Published: 24 April 2012
Tough, strong and durable: new insect silks coming to a market near you
Bringing new insect silk products to the global market is the focus of a partnership announced by Australian research agency CSIRO and global life science industry supplier, Lonza.
Woven artificial bee silk
Silks produced by many invertebrates are comprised of large proteins with repetitive amino acid sequences that are difficult to reproduce artificially. But some species, such as bees and ants, produce different silk proteins consisting of a coiled-coil structure. These proteins are neither large or repetitive and have a number of desirable properties including:
retention of properties in aqueous and non-aqueous environments.
Dr Tara Sutherland and her group from CSIRO Ecosystem Sciences have been researching silks produced by insects.
‘The cocoon and nest silks we looked at consist of coiled coils – a protein structural arrangement where multiple helices wind around each other. This structure produces a light weight, very tough silk,’ says Dr Sutherland.
Honeybee larvae produce silk to reinforce the wax cells in which they pupate and bulldog ant larvae spin solitary cocoons for protection during pupation.
Insect silk is potentially a key component in a wide range of new products and applications under development by the fast growing biotechnology manufacturing industry due to superior strength and toughness, among other properties. Potential uses include composite fibres for the aviation and marine industries and medical applications including wound repair, drug delivery, and repairing and replacing human tissues such as membranes, ligaments, blood vessels and cartilage.

= = = =

• What you will do:
A - From the insect silk article, output everything from "Dr Tara Sutherland" down to "protection during pupation.", copied word for word.
B - According to the insect silk article, which part of CSIRO is Dr Tara Sutherland's group from?

• Supplied data:
= = = =

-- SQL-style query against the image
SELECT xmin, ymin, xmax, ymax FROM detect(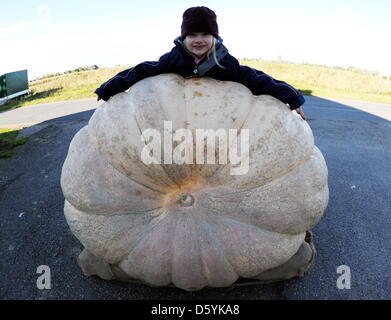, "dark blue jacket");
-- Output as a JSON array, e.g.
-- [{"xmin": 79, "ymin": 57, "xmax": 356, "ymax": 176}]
[{"xmin": 95, "ymin": 37, "xmax": 305, "ymax": 110}]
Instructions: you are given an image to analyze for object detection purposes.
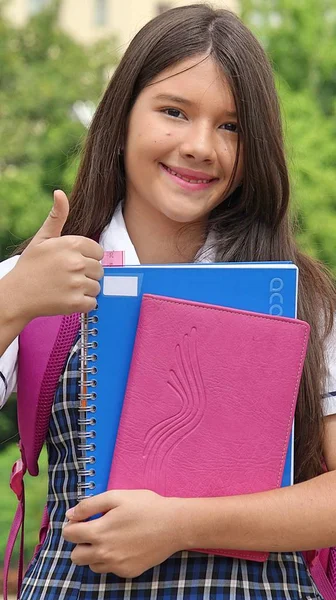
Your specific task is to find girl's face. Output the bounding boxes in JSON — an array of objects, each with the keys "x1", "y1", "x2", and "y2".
[{"x1": 125, "y1": 56, "x2": 243, "y2": 223}]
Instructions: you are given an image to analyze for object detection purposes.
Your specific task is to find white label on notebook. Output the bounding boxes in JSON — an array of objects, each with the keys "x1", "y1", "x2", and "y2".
[{"x1": 103, "y1": 275, "x2": 138, "y2": 296}]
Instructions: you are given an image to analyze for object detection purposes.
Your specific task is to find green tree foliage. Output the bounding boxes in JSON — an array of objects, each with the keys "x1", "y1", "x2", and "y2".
[
  {"x1": 241, "y1": 0, "x2": 336, "y2": 274},
  {"x1": 0, "y1": 3, "x2": 117, "y2": 259}
]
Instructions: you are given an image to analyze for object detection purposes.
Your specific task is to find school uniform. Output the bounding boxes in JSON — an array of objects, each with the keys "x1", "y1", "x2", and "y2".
[{"x1": 0, "y1": 208, "x2": 336, "y2": 600}]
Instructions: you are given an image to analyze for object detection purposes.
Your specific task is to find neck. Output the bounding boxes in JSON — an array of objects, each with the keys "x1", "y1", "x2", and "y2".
[{"x1": 123, "y1": 201, "x2": 206, "y2": 264}]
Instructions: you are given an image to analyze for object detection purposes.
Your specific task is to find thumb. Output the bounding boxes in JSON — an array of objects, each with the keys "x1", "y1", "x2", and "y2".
[
  {"x1": 31, "y1": 190, "x2": 69, "y2": 245},
  {"x1": 65, "y1": 491, "x2": 120, "y2": 521}
]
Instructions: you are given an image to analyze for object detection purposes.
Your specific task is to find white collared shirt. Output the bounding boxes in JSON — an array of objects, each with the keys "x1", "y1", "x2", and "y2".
[{"x1": 0, "y1": 205, "x2": 336, "y2": 415}]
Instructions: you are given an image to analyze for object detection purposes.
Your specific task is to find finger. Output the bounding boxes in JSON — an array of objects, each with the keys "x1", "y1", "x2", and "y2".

= = = =

• Results for the exercise:
A -
Dr Tara Sutherland and her group from CSIRO Ecosystem Sciences have been researching silks produced by insects.
‘The cocoon and nest silks we looked at consist of coiled coils – a protein structural arrangement where multiple helices wind around each other. This structure produces a light weight, very tough silk,’ says Dr Sutherland.
Honeybee larvae produce silk to reinforce the wax cells in which they pupate and bulldog ant larvae spin solitary cocoons for protection during pupation.

B - CSIRO Ecosystem Sciences.